_Problem to work on_.
Answer these questions from the spectroscopy text below.
(a) What energy range does the vacuum ultraviolet region of the spectrum cover?
(b) What is named as the watchword for soft x-ray spectroscopy?
(c) Up to what energy does Beam line 4-3 allow hard x-ray measurements?

Excerpt provided START

Spectroscopy

These techniques are used to study the energies of particles that are emitted or absorbed by samples that are exposed to the light-source beam and are commonly used to determine the characteristics of chemical bonding and electron motion.

In spectroscopy experiments, a sample is illuminated with light and the various product particles (electrons, ions, or fluorescent photons) are detected and analyzed. The unifying feature is that some “property” of a material is measured as the x-ray (photon) energy is swept though a range of values. At the most basic level, one measures the absorption, transmission, or reflectivity of a sample as a function of photon energy.

Probes that use the vacuum ultraviolet (VUV) region of the spectrum (10–100 eV) are very well matched to the elucidation of bonding in solids, surfaces, and molecules; to the investigation of electron–electron correlations in solids, atoms, and ions; and to the study of reaction pathways in chemical dynamics. At the lowest end of this energy range (below 1 eV) we have infrared, far-infrared, and terahertz spectroscopies, which are well matched to vibrational modes and other modes of excitation.

Soft x-ray spectroscopies employ the excitation of electrons in relatively shallow core levels (100–2000 eV) to probe the electronic structure of various kinds of matter. Elemental specificity is the watchword for this kind of spectroscopy. Each element has its own set of core levels that occur at characteristic energies. The photon-energy tunability of synchrotron radiation is essential.

Hard x-ray spectroscopy is applied in a wide variety of scientific disciplines (physics, chemistry, life sciences, and geology) to investigate geometric and electronic structure. The method is element-, oxidation-state-, and symmetry-specific. It is a primary tool in the characterization of new and promising materials. It is also used in the elucidation of dilute chemical species of environmental concern.

BL4-3

Beam line 4-3 is a wiggler side-station dedicated for x-ray absorption spectroscopy and EXAFS measurements on biological, environmental, catalysis, and materials systems. This station enables tender x-ray measurement (S K-edge and up, i.e. 2.4-5 keV) in addition to hard x-rays ( up to 11 keV). It is setup with a He flight path from the beam line optics to the sample. The beam is collimated and unfocused to allow for high energy-resolution measurements on homogenous samples.

Excerpt provided END
Information START

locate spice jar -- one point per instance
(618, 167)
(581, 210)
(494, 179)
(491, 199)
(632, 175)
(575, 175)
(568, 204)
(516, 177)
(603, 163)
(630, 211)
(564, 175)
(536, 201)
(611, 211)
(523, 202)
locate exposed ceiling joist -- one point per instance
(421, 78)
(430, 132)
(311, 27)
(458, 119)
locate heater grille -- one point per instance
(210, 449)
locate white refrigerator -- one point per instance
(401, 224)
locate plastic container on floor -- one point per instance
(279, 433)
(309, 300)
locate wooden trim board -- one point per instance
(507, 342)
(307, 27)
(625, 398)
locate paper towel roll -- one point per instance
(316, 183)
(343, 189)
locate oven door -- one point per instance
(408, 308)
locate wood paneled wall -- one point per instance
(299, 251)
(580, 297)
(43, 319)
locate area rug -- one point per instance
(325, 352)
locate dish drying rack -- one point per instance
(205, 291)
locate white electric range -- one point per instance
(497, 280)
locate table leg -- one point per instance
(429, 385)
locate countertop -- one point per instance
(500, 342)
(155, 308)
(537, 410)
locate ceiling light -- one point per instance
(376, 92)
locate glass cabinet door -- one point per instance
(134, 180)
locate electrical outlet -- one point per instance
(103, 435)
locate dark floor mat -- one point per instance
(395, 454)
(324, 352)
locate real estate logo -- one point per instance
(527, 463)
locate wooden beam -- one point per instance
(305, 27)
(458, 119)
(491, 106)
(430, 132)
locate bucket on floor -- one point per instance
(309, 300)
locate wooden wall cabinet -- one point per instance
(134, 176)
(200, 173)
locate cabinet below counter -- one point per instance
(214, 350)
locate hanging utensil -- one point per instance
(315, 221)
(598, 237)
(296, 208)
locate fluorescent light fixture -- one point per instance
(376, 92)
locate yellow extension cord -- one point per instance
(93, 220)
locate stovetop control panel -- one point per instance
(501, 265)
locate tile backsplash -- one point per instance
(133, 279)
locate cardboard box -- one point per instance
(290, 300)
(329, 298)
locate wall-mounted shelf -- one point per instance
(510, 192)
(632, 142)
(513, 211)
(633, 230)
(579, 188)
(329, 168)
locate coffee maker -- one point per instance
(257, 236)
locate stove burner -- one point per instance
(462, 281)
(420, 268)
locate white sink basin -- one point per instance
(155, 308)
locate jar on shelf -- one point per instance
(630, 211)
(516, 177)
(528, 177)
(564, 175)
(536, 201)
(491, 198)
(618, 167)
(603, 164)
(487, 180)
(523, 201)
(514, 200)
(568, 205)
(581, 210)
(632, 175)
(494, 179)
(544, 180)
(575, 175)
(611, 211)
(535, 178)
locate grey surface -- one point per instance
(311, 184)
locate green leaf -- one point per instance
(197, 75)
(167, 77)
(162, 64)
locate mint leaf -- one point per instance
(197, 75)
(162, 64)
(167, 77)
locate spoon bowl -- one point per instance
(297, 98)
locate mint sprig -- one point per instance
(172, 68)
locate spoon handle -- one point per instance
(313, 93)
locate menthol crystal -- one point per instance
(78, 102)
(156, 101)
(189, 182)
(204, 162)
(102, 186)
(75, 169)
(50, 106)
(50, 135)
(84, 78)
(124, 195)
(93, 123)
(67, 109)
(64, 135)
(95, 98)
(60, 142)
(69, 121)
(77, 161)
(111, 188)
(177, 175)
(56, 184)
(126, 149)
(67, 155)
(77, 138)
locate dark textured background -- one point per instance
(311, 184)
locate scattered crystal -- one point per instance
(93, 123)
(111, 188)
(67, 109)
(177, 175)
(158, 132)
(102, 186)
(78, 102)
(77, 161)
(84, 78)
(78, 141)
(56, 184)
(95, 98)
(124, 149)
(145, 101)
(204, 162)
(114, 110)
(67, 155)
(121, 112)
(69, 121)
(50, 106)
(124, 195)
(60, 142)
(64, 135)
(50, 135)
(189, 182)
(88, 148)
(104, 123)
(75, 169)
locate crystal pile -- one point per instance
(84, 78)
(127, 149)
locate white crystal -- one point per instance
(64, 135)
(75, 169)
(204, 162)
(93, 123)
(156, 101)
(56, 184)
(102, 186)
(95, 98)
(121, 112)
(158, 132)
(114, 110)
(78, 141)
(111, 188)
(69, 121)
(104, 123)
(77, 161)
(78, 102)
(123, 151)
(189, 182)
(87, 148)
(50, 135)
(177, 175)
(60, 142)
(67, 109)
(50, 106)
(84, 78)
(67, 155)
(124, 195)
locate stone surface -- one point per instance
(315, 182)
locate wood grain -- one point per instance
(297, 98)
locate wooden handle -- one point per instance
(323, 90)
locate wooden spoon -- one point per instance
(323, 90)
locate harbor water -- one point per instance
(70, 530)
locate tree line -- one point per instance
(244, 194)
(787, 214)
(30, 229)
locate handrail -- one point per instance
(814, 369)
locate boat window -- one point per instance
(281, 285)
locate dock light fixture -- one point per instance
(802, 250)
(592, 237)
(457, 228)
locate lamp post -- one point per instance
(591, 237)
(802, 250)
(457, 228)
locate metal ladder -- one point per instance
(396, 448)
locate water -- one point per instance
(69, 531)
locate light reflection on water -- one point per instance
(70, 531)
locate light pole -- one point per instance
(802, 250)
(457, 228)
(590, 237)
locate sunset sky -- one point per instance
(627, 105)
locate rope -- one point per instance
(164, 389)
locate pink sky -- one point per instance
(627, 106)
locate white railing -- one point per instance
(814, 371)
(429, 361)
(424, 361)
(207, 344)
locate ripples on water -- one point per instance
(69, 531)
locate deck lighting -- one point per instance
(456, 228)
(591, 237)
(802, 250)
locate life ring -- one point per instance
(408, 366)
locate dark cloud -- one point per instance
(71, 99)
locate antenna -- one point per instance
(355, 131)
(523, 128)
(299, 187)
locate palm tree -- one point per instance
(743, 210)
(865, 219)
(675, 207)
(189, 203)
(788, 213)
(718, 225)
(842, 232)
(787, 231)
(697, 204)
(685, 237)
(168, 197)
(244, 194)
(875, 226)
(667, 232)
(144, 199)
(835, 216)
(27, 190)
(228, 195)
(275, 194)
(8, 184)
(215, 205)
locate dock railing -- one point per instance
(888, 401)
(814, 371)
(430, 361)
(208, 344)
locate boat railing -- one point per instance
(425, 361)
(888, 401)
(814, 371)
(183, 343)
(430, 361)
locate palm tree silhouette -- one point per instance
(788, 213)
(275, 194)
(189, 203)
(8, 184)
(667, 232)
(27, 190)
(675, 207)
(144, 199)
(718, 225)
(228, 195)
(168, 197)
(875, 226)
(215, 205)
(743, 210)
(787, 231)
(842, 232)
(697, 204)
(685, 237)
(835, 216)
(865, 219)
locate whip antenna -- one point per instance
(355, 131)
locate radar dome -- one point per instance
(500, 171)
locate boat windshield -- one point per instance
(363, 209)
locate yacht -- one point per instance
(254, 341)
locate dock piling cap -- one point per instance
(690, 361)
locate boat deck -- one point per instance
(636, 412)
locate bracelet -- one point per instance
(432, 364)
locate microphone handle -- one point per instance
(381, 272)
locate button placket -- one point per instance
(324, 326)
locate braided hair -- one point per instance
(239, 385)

Information END

_Answer to this task_.
(a) 10–100 eV.
(b) Elemental specificity.
(c) Up to 11 keV.